> Set exercise: Copy out only the lines starting at the one that contains "player in blue" and ending with the last line of the material below, keeping the request line as is. Multiply every coordinate in the answers by 0.65 and round each result to a whole number, with halves rounded up.

> Data supplied:
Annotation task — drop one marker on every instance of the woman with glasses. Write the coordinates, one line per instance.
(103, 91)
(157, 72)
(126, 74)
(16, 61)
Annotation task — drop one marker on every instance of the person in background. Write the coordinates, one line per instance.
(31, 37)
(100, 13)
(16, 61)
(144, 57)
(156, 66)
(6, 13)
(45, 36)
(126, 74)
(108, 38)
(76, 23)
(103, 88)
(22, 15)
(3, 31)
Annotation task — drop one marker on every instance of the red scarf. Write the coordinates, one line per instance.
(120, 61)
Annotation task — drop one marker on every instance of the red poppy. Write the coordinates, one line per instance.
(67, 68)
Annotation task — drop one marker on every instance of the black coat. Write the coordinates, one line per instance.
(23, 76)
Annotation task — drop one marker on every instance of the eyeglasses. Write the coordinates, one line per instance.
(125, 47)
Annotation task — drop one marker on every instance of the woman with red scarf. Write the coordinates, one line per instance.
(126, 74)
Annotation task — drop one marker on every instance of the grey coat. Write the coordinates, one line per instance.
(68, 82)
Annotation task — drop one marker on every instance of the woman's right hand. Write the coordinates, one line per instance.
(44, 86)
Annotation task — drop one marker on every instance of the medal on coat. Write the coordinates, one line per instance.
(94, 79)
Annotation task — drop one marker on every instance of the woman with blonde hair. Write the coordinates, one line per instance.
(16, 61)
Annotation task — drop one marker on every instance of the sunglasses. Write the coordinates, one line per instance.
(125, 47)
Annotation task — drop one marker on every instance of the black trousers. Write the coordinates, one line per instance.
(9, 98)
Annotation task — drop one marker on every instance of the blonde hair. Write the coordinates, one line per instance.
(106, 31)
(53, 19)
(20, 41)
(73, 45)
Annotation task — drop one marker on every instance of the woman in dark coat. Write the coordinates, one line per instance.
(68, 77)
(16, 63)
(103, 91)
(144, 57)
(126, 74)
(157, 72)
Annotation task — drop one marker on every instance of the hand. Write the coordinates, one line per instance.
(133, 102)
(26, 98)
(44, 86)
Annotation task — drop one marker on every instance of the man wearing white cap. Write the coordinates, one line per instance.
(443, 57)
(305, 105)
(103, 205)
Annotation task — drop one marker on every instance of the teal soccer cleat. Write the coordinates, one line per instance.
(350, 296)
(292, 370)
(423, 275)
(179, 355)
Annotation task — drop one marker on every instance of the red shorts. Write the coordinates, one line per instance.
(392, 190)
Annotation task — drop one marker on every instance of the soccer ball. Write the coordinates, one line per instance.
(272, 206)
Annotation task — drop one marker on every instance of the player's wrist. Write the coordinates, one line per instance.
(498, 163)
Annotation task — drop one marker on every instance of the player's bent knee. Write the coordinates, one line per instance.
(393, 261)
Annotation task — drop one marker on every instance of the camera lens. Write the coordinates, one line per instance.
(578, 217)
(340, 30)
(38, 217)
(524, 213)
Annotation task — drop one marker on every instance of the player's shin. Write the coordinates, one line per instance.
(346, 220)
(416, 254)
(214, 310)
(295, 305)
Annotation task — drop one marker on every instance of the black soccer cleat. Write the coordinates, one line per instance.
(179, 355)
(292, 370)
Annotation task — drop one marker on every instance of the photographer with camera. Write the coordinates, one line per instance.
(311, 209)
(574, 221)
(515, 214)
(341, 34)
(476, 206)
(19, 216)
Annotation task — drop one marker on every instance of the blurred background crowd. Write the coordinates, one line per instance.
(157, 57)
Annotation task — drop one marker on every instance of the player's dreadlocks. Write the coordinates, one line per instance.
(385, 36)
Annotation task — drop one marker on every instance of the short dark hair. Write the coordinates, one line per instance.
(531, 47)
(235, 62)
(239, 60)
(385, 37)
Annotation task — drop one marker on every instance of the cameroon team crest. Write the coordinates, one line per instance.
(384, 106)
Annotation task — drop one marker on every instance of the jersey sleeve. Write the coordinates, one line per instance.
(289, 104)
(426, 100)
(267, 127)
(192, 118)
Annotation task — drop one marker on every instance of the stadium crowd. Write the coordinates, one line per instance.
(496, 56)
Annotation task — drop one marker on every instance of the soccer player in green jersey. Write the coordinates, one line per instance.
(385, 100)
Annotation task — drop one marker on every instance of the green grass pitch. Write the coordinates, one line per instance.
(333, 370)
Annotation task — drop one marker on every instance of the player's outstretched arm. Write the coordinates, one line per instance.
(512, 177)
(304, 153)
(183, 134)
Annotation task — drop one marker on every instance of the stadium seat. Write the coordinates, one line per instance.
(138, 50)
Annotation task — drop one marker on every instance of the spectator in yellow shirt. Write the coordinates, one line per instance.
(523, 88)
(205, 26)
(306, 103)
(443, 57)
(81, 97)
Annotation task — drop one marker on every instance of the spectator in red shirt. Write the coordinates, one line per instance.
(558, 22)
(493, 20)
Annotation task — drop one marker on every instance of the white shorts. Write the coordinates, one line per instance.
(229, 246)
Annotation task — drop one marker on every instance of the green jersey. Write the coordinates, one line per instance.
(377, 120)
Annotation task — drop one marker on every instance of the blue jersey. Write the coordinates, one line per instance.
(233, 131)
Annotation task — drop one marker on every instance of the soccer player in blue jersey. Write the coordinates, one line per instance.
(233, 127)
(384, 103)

> Exercise response:
Annotation task — drop one marker on every instance of the soccer player in blue jersey. Write the coordinates, one line per instance.
(151, 83)
(250, 67)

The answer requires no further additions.